** Opening Working data block **

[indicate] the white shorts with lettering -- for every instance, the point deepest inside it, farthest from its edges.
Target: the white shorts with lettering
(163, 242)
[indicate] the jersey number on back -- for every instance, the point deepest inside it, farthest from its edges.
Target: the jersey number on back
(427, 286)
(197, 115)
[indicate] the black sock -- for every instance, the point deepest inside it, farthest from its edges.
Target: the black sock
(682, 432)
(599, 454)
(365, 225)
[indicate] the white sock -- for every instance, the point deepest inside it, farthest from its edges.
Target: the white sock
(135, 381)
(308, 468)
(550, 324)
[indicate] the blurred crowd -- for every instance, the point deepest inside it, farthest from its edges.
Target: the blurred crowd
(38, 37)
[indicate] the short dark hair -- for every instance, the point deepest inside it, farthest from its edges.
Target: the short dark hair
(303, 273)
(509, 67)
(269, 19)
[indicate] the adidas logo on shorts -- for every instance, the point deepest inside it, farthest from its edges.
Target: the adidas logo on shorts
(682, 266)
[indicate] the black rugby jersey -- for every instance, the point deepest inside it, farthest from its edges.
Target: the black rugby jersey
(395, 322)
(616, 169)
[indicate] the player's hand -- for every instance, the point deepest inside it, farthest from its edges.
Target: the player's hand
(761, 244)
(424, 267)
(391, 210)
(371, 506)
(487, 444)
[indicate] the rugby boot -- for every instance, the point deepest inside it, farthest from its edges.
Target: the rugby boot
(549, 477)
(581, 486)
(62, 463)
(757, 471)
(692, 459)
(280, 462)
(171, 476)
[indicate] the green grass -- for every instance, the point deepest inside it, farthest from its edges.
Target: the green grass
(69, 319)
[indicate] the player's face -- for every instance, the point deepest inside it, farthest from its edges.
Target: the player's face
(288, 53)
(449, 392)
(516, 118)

** Closing Working data block **

What the task requires
Take the line with "Target: the player's hand" and all lines after it through the end of the records, and write them out exactly; include nothing else.

Result below
Target: the player's hand
(761, 244)
(424, 267)
(391, 210)
(371, 506)
(487, 444)
[indicate] the rugby boot -- for every instance, the point deepest inside it, farthest from its edges.
Target: the rugby boot
(549, 477)
(581, 486)
(62, 463)
(757, 471)
(692, 459)
(280, 462)
(171, 476)
[indicate] the green grass -- for every instance, the point deepest inside it, farthest from its edges.
Target: the green grass
(69, 319)
[indicate] the player's face -- for every instance, the point deepest inside it, farthest from its edges.
Target: the player's face
(288, 53)
(449, 392)
(516, 118)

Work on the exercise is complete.